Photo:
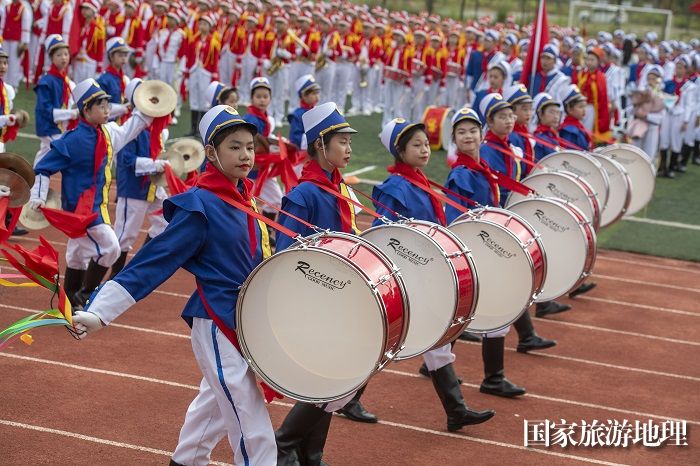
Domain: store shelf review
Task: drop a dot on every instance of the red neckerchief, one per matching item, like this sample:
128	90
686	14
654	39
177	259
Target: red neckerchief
481	167
262	115
679	84
504	144
63	76
571	121
313	173
304	105
120	75
216	182
417	178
========
DIRECTIONS: Format every line of the entries above as a numbered list, skipping any blank lines and leaving the pictures out.

SOLUTION FOR THIS EXERCISE:
1. Photo:
2. Domain: store shelf review
3. Task: drop a dot on every instance of the red neckerchief, one per matching item, like this sample:
4. 128	90
5. 686	14
6. 654	39
7. 177	259
8. Target: red neckerchief
9. 481	167
10. 262	115
11. 679	84
12. 504	144
13. 63	76
14. 571	121
15. 313	173
16. 304	105
17. 120	75
18. 216	182
19. 417	178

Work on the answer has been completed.